> [Directions]
Could you copy, exactly as written, every line from the first line of the records through the one containing "Target: light pole"?
%%
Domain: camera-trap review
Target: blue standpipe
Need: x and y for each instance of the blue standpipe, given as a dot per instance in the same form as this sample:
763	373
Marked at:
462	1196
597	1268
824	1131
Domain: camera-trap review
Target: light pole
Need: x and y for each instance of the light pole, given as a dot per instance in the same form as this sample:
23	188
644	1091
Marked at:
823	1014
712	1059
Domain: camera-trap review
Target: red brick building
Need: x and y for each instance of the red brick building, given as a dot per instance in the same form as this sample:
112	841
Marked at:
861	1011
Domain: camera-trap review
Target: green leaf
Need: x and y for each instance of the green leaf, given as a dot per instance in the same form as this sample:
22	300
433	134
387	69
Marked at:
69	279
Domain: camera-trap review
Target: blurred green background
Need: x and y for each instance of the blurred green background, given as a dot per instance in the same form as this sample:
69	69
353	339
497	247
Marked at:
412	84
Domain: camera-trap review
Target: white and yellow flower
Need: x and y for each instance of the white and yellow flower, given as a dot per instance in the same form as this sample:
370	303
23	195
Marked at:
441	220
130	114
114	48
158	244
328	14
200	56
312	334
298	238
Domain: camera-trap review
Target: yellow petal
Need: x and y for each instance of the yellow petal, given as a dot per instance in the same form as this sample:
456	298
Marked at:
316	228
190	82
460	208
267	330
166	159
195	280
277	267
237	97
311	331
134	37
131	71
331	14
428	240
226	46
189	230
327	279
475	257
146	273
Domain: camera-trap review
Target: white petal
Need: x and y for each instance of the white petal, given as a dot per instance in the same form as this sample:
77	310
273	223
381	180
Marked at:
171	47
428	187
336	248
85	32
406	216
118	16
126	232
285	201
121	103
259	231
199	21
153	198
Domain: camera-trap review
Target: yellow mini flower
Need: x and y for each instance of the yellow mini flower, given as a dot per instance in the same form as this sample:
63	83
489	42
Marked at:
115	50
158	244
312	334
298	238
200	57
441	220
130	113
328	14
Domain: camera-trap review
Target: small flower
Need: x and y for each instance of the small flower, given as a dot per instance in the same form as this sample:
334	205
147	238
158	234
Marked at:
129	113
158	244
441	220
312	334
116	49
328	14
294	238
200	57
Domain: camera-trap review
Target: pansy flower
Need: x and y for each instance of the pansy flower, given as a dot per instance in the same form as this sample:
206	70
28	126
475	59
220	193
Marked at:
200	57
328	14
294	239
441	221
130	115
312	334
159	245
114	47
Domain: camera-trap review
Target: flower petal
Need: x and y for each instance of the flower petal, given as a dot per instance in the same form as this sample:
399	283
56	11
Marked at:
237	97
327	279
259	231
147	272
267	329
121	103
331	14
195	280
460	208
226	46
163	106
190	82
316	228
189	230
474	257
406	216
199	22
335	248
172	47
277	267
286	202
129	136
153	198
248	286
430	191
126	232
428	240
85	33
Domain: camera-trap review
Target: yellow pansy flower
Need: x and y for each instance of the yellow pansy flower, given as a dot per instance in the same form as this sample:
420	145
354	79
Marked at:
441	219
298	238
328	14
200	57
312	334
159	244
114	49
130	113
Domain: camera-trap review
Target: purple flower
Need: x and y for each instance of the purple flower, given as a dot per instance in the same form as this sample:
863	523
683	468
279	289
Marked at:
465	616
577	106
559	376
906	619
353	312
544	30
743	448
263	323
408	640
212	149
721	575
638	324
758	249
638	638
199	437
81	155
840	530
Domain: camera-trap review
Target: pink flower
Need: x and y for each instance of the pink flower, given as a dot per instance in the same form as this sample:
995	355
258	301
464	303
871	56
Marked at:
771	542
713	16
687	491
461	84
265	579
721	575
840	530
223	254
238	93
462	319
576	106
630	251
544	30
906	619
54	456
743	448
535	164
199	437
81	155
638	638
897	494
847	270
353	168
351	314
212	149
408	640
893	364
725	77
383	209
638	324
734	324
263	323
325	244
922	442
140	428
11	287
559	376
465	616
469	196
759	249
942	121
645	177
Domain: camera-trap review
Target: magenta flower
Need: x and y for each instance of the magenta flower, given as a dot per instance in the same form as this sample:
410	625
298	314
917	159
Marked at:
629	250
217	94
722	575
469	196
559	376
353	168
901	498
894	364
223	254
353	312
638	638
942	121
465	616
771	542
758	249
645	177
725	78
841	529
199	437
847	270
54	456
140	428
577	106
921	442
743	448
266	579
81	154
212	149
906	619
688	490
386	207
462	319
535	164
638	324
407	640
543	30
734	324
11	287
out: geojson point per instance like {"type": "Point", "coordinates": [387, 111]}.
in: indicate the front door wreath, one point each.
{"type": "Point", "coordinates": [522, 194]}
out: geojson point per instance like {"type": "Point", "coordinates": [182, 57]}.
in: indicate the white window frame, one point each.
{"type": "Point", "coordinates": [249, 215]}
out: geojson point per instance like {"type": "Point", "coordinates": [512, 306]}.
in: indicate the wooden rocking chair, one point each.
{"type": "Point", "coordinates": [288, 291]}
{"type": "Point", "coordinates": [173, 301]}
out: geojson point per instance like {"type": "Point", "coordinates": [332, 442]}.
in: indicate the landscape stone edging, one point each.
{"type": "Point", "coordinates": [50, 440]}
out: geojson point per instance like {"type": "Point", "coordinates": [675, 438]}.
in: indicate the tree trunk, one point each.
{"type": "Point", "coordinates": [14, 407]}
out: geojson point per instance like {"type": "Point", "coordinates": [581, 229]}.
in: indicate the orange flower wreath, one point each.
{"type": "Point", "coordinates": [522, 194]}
%%
> [Finished task]
Domain: camera-trap review
Target: blue standpipe
Need: x and y for each instance of the blue standpipe, given as a dot per instance in the same form as this sample:
763	373
Marked at:
462	1196
597	1268
824	1131
Domain: camera-trap review
Target: light pole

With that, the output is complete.